◆ Given passage

===============

What It Takes to Be a Freelance Editor

Image: wooden stick with a carrot hanging from the tip.

Today’s post is by Allison K Williams (@GuerillaMemoir).


You should be an editor.

Perhaps someone’s said it to you. Perhaps, after volunteering to critique a friend’s book, reading for hours, and writing 2,000 words of feedback (more than you both bargained for), you’ve said to yourself:

I should be an editor.

You love reading, right? And you’re really good with grammar and spelling. Maybe you even have an English degree or an MFA. What else do you need?

Curiosity, education, and ruthlessness.

An editor’s number-one asset is curiosity.

Not just double-checking facts or looking up info for the manuscript they’re working on right now, but a constant, lifelong level of I need to know.

I recently edited an essay that quoted King Lear’s Cordelia. It was a great line—“I cannot heave my heart into my mouth”—but it didn’t mean what the author thought it did. The quote did not support her point. I didn’t have time to reread King Lear and perform textual analysis, as I’d budgeted 30 minutes for this edit. I already knew it, because I’ve seen Lear four times. Fact-checking wasn’t even officially part of this job, but the essay was fundamentally flawed without that existing knowledge.

===============

◆ Stated goal 1
According to the passage on freelance editing, what is an editor's number-one asset?
◆ Stated goal 2
Go on with the passage on freelance editing, picking up right after its final sentence.

===============

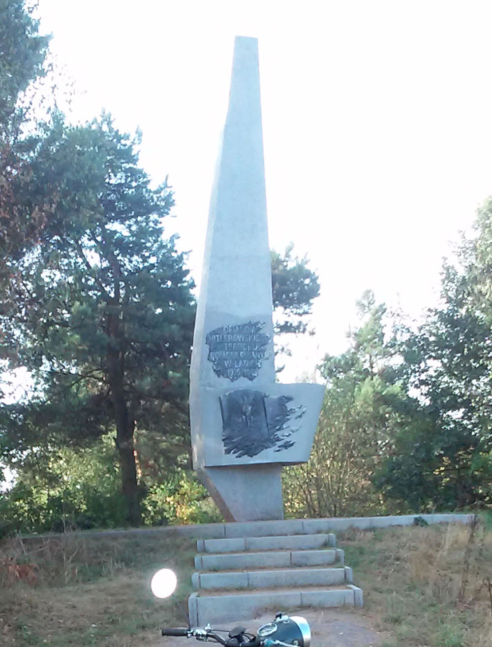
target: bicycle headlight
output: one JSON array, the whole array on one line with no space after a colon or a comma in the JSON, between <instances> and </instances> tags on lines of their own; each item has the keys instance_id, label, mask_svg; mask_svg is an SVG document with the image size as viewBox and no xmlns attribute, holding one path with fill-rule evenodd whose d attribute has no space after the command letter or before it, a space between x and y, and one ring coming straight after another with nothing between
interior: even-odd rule
<instances>
[{"instance_id":1,"label":"bicycle headlight","mask_svg":"<svg viewBox=\"0 0 492 647\"><path fill-rule=\"evenodd\" d=\"M307 620L300 615L279 615L274 622L264 624L258 630L260 638L265 638L268 645L270 641L284 642L296 647L310 647L311 630Z\"/></svg>"}]
</instances>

===============

◆ Final result 1
Curiosity.

◆ Final result 2
I’ve always been curious about Shakespeare. And law school. And the oceanic geology of East Asia. And the workflow of commercial kitchens. And dressage. And, and, and. I’ve never met a fact I didn’t want to know. Eventually, most of them come in handy.

Editing successfully requires constant education.

Not just retaining facts, but following trends in genres and in publishing. Even ten years ago, self-publishing was a sucker’s game. Now it can be a legit way to publish, maybe even make money. But it’s not right for every author, and they need someone to tell them why it will or won’t work. An editor must be able to say, “Your teen vampire novel is well-written but there’s nothing fresh. How can you stand out from the crowd? Let’s brainstorm.” Or, “Your category romance needs a Happily-Ever-After or Happy-For-Now ending. Your book will disappoint readers unless you fix that.”

Editors must stay current on tools, too. Grammarly is a toy scooter to PerfectIt!’s Mercedes. Word has hidden tricks to double your editing speed. You’ve got to make sure your work always, always saves itself.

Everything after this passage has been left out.